Transcribe every line of the data below without any changes, leaving the pictures out of your answer.

[start of STORED ROWS]

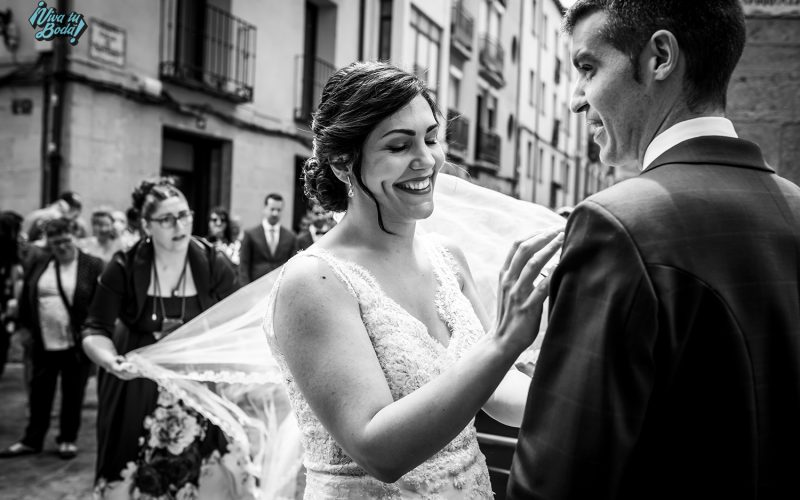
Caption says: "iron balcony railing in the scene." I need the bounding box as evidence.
[550,118,561,148]
[451,0,475,50]
[159,0,256,102]
[294,54,336,124]
[475,128,500,167]
[479,35,505,78]
[445,109,469,158]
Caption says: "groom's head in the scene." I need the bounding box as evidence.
[563,0,745,165]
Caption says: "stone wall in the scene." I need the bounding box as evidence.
[728,4,800,184]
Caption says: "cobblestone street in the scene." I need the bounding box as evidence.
[0,362,97,500]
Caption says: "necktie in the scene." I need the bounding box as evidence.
[267,227,278,254]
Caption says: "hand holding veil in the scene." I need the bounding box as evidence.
[127,174,564,499]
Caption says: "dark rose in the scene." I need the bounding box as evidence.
[164,443,200,488]
[133,464,169,497]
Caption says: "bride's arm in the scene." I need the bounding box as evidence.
[443,242,539,427]
[274,233,557,482]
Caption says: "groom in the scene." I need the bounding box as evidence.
[508,0,800,499]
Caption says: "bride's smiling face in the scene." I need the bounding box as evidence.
[353,95,444,222]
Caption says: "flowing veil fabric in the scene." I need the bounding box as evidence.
[127,174,564,500]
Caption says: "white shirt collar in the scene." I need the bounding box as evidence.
[261,219,281,233]
[642,116,739,170]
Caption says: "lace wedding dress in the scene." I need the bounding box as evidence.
[264,237,493,499]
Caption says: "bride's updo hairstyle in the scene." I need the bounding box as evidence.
[131,177,186,220]
[303,62,441,231]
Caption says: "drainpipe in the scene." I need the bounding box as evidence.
[41,0,70,206]
[532,0,547,203]
[511,0,525,198]
[358,0,367,61]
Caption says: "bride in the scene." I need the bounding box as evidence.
[265,63,563,499]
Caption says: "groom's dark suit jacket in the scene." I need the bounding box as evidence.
[508,137,800,500]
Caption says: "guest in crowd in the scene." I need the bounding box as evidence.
[0,218,103,458]
[0,211,22,375]
[297,203,336,250]
[22,191,88,246]
[111,209,139,250]
[239,193,297,285]
[206,207,242,266]
[83,178,236,498]
[79,207,125,263]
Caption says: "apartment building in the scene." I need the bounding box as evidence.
[0,0,608,232]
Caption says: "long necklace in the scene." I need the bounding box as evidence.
[151,254,189,322]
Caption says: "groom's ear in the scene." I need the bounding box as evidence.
[644,30,682,81]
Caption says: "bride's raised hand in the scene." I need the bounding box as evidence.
[495,227,564,354]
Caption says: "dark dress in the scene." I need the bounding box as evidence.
[83,239,235,484]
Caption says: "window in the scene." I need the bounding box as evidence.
[528,71,536,107]
[486,95,497,130]
[542,14,547,48]
[537,148,544,182]
[378,0,392,61]
[525,141,533,179]
[411,6,442,99]
[447,70,461,110]
[537,82,547,114]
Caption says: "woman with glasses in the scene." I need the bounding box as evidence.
[83,178,236,498]
[207,207,242,266]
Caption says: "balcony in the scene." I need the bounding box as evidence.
[445,109,469,160]
[475,128,500,170]
[294,55,336,125]
[479,35,506,88]
[450,0,475,57]
[159,0,256,103]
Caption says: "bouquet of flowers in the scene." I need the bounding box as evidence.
[122,387,257,500]
[128,390,208,500]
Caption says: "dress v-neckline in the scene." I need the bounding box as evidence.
[306,241,456,351]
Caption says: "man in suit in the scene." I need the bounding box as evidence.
[239,193,297,286]
[297,203,336,251]
[508,0,800,499]
[0,218,103,458]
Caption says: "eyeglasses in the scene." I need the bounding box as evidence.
[47,236,75,247]
[150,210,194,229]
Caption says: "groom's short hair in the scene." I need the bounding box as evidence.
[562,0,746,111]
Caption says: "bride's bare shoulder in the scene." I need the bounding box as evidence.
[426,233,469,271]
[278,253,350,307]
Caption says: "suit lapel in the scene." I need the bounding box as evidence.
[253,224,272,259]
[188,238,211,309]
[642,136,775,173]
[131,238,153,318]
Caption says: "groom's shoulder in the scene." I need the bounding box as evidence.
[583,176,669,214]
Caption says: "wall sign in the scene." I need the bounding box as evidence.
[89,18,125,67]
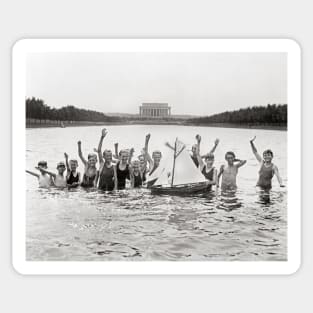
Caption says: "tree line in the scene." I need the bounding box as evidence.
[26,97,119,122]
[188,104,287,126]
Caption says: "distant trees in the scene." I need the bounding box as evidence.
[188,104,287,126]
[26,97,118,122]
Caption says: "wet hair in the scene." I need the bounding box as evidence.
[57,162,65,169]
[204,153,214,160]
[88,153,98,161]
[225,151,236,159]
[102,149,112,156]
[38,161,48,166]
[69,159,78,166]
[263,149,274,158]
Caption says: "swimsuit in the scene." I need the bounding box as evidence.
[257,162,274,189]
[116,162,130,190]
[98,164,114,191]
[201,165,214,190]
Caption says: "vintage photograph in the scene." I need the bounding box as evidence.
[11,39,300,272]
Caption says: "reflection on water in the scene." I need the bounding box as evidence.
[26,126,287,261]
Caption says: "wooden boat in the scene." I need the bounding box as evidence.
[150,138,208,196]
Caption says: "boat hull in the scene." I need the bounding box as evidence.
[150,182,208,196]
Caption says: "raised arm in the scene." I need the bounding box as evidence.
[210,138,220,154]
[35,166,56,178]
[98,128,108,164]
[64,152,71,172]
[25,170,39,178]
[234,159,247,168]
[77,141,87,166]
[250,136,262,163]
[113,143,118,160]
[274,165,285,187]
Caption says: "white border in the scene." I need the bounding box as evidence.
[12,39,301,275]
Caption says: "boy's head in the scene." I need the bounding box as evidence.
[88,153,98,166]
[69,159,78,171]
[225,151,236,165]
[119,149,129,164]
[102,149,113,163]
[132,160,140,173]
[152,150,162,165]
[57,162,65,175]
[191,145,197,155]
[263,149,274,163]
[38,161,48,169]
[204,153,214,167]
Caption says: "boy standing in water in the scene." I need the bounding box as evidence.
[64,153,80,188]
[26,161,53,188]
[190,135,220,167]
[77,141,99,188]
[250,136,285,190]
[98,128,117,191]
[36,162,67,188]
[196,135,218,191]
[217,151,247,191]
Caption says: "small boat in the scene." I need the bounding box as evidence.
[150,138,208,196]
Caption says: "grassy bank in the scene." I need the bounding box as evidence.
[26,119,287,130]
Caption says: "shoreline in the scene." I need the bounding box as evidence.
[26,120,287,131]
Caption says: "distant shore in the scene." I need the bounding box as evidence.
[26,119,287,131]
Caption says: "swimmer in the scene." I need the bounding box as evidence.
[98,128,117,191]
[26,161,53,188]
[64,152,81,188]
[36,162,67,188]
[217,151,247,191]
[77,141,99,188]
[250,136,285,190]
[196,135,218,191]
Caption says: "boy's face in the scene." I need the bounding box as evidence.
[88,157,97,167]
[121,151,128,164]
[263,153,273,163]
[152,152,161,165]
[205,159,214,167]
[70,161,78,171]
[103,151,112,163]
[57,166,65,175]
[225,154,235,165]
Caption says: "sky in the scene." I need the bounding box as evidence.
[26,52,287,115]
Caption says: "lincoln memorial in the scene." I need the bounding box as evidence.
[139,103,171,118]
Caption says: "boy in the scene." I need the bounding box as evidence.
[250,136,285,190]
[217,151,247,191]
[64,153,80,188]
[26,161,52,188]
[36,162,67,188]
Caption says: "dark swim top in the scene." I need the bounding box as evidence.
[66,171,79,185]
[80,173,97,188]
[98,164,114,191]
[190,155,199,167]
[201,166,214,190]
[257,162,274,189]
[116,162,130,190]
[134,173,143,188]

[end of STORED ROWS]

- [COMPLETE RESPONSE]:
Caption says: "iron balcony railing in the scene." I need the bounding box as evidence.
[550,118,561,148]
[451,0,475,50]
[159,0,256,102]
[294,54,336,124]
[475,128,500,167]
[479,35,505,78]
[445,109,469,158]
Caption says: "groom's head in the scene." I need the bounding box as evidence.
[563,0,745,165]
Caption says: "stone wall in the scene." I need the bounding box as evidence.
[728,4,800,184]
Caption says: "cobblestone street in the scene." I need the bounding box as evidence.
[0,362,97,500]
Caption says: "necktie in the scene." I need the bounding box as evidence.
[267,227,278,254]
Caption says: "hand holding veil in the scene." I need the bounding box as evidence.
[127,174,564,499]
Caption says: "dark rose in the scene." I need the bounding box as evidence.
[164,443,200,488]
[133,464,169,497]
Caption says: "bride's arm in the scene." I need the bounding box as evidence.
[443,242,539,427]
[274,233,557,482]
Caption says: "groom in the scene." I need the bounding box as evidence.
[508,0,800,499]
Caption says: "bride's smiling face in the scene." I need the bounding box as evidence.
[353,95,444,222]
Caption says: "flowing veil fabric in the scene." I need the bounding box as evidence.
[127,174,564,500]
Caption says: "white shirt collar in the scene." I need the bounding box as evidence.
[261,219,281,233]
[642,116,739,170]
Caption says: "lace wedding dress in the scene." I need the bounding box as evidence.
[264,237,493,499]
Caption says: "bride's updo hairstyle in the scene." I need the bounding box as evidence.
[131,177,186,220]
[303,62,441,231]
Caption says: "drainpipe in the scene." I need the bounding box as evidence.
[41,0,70,206]
[532,0,547,203]
[511,0,525,198]
[358,0,367,61]
Caption says: "bride in the scene." I need the bounding box as evidence.
[265,63,563,499]
Caption says: "groom's dark suit jacket in the scene." I need the bounding box as evidence.
[508,137,800,500]
Caption says: "guest in crowd in the scene." I need the bounding box as evidence.
[0,218,103,458]
[0,211,22,375]
[297,203,336,250]
[22,191,88,246]
[111,209,139,250]
[239,193,297,285]
[206,207,242,266]
[83,178,236,498]
[79,207,125,263]
Caption says: "apartment building in the scene." I need the bounding box as evidence.
[0,0,608,232]
Caption says: "long necklace in the scene." I need the bounding box as evidence.
[151,254,189,322]
Caption says: "groom's ear in the scene." I need the bounding box as evidence.
[644,30,682,81]
Caption says: "bride's raised hand in the scene." I need the bounding box as evidence.
[495,227,564,354]
Caption says: "dark dress in the scene." I need the bounding box as evidence.
[83,239,235,484]
Caption says: "window in the scene." I need the bounding box as evidence.
[528,71,536,107]
[486,95,497,130]
[542,14,547,48]
[537,148,544,182]
[378,0,392,61]
[525,141,533,179]
[411,6,442,99]
[447,70,461,110]
[537,82,547,114]
Caption says: "woman with glasses in the scene." I need the bounding box as evidence.
[83,178,236,498]
[207,207,242,266]
Caption says: "balcony in the scene." I need the bounding box as evidence.
[445,109,469,160]
[475,128,500,170]
[294,55,336,125]
[479,35,506,88]
[450,0,475,57]
[159,0,256,103]
Caption says: "bouquet of flowers in the scene." I need the bounding box as evidence.
[122,387,257,500]
[128,390,208,500]
Caption says: "dress v-neckline in the scene." I need the bounding box as evidence.
[306,241,456,351]
Caption says: "man in suit in the scene." I need the bounding box as evidence.
[239,193,297,286]
[297,203,336,251]
[508,0,800,499]
[0,218,103,458]
Caption says: "eyeglasses in the scene." I need the bounding box as evidence.
[47,236,75,247]
[150,210,194,229]
Caption says: "groom's short hair in the scene." I need the bounding box as evidence.
[562,0,746,111]
Caption says: "bride's bare shoulder in the scene." I need the bounding box as evidence.
[426,233,469,271]
[278,253,350,307]
Caption says: "suit lapel in the scene." I need the bounding box as evidence.
[253,224,272,259]
[188,238,211,309]
[642,136,775,173]
[131,238,153,318]
Caption says: "groom's shoulder in the scene." I need the bounding box as evidence.
[583,176,669,214]
Caption says: "wall sign in the scene." I need the bounding box as evidence.
[89,18,125,67]
Caption says: "tree line in the scene." I need the bounding box as evidence.
[26,97,119,122]
[188,104,287,126]
Caption says: "distant trees in the scene." I need the bounding box as evidence.
[188,104,287,126]
[26,97,118,122]
Caption says: "wet hair in the scene." I need the bounding box as evidence.
[57,162,65,169]
[204,153,214,160]
[88,153,98,161]
[225,151,236,159]
[102,149,112,156]
[38,161,48,166]
[69,159,78,166]
[263,149,274,158]
Caption says: "swimsuit in the scene." I need the bounding box as evidence.
[257,162,274,189]
[116,162,130,190]
[98,164,114,191]
[201,165,214,190]
Caption says: "vintage photograph in the scene." I need the bounding box as evidence.
[11,39,300,272]
Caption says: "reflection on water in the scene." I need the bounding box as evidence.
[26,126,287,261]
Caption says: "wooden boat in the scene." I need the bounding box as evidence.
[150,138,208,196]
Caption says: "boat hull in the scene." I need the bounding box as evidence.
[150,182,208,196]
Caption says: "raised arm in the scene." I need the bounding box as evidence.
[210,138,220,154]
[35,166,56,178]
[98,128,108,164]
[64,152,71,172]
[25,170,39,178]
[234,159,247,168]
[77,141,87,166]
[250,136,262,163]
[113,143,118,160]
[274,165,285,187]
Caption says: "white border in the scene." I need the bounding box as evidence.
[12,39,301,275]
Caption says: "boy's head in the scene." I need the bounding box as evidence.
[88,153,98,166]
[69,159,78,171]
[225,151,236,165]
[119,149,129,164]
[102,149,113,163]
[132,160,140,173]
[152,150,162,165]
[57,162,65,175]
[191,145,197,155]
[263,149,274,163]
[38,161,48,169]
[204,153,214,167]
Caption says: "boy standing in water in the scene." I need the bounding box as evidence.
[64,153,80,188]
[26,161,53,188]
[190,135,220,167]
[77,141,99,188]
[250,136,285,190]
[98,128,117,191]
[36,162,67,188]
[196,135,218,191]
[217,151,247,191]
Caption says: "small boat in the scene." I need the bounding box as evidence.
[150,138,208,196]
Caption says: "grassy bank in the scene." I need the bounding box as evidence.
[26,119,287,130]
Caption says: "shoreline in the scene." I need the bounding box as evidence.
[26,120,287,131]
Caption says: "distant shore in the scene." I need the bounding box as evidence.
[26,119,287,131]
Caption says: "swimmer in the scene." I need the bounding box as evidence.
[98,128,117,191]
[26,161,53,188]
[64,152,81,188]
[36,162,67,188]
[217,151,247,191]
[77,141,99,188]
[250,136,285,190]
[196,135,218,191]
Caption says: "boy's face in the scene." I need the bounding box as evidence.
[88,157,97,167]
[121,151,128,164]
[263,153,273,163]
[152,152,161,165]
[205,159,214,167]
[70,161,78,171]
[103,151,112,163]
[57,166,65,175]
[225,154,235,165]
Caption says: "sky in the scene." I need the bounding box as evidence.
[26,52,287,115]
Caption says: "lincoln memorial in the scene." I need the bounding box as evidence.
[139,103,171,118]
Caption says: "boy in the scene." I need the bounding box as evidence.
[250,136,285,190]
[217,151,247,191]
[64,153,80,188]
[26,161,52,188]
[36,162,67,188]
Caption says: "dark swim top in the scene." I need the bounding box as evidence.
[66,171,79,185]
[80,173,97,188]
[98,164,114,191]
[190,155,199,167]
[201,166,214,190]
[257,162,274,189]
[116,162,130,190]
[134,173,143,188]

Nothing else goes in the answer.